/---

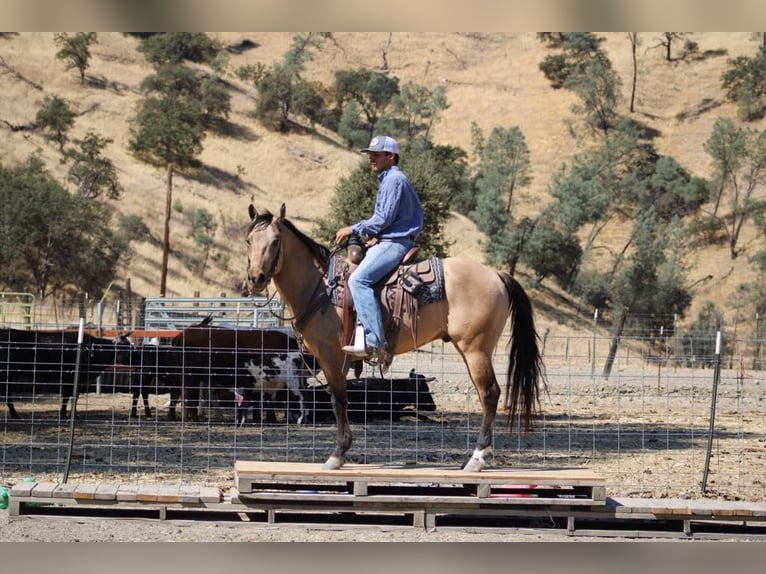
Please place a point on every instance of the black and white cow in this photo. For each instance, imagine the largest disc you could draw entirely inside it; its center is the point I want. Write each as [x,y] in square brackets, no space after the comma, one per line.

\---
/---

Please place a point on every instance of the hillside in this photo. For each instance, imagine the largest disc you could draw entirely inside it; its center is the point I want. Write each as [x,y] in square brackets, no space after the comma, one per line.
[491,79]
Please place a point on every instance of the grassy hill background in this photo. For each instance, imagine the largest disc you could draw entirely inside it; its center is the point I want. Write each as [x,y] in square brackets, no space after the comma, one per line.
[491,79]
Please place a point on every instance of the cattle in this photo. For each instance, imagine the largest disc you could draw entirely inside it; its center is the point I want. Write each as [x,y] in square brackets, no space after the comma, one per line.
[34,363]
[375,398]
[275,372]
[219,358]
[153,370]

\---
/---

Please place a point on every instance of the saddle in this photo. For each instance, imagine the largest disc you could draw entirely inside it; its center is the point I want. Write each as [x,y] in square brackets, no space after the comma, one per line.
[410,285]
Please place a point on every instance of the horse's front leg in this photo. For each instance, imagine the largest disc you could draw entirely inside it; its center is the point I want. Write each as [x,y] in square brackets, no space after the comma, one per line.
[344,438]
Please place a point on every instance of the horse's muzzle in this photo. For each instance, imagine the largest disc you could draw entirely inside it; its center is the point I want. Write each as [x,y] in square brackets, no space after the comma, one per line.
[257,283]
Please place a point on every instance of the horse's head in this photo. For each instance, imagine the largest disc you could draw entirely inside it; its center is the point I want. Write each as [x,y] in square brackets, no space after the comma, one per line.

\---

From the line containing "Please place a point on every instance of the horse's front" down to the line containing "Please place a point on every instance of the horse's head" in the material above, reproduce every line exactly, including the two end lines.

EXERCISE RESPONSE ->
Please place a point on every instance of the horse's front leg in this photo. For each instance, imagine the largest disc you could draw entirely inside it; its center is the point I want. Write each as [x,y] in square brackets, no space after the comma, one per line.
[344,438]
Please place a point on every instance of the horse's muzzle in this photo. For each instance, imagine the largest disc you could draw entirely inside it; its center is the point I want. Write each as [x,y] in square brackets, no space after the comma, one per line.
[257,283]
Please place a point on every instance of the horse's head in this photo. For each instance, imagine the largest disc you could draw entirely inside it; its center is the point I want. Write each as [x,y] in square brackets, no space after the comma, one per line.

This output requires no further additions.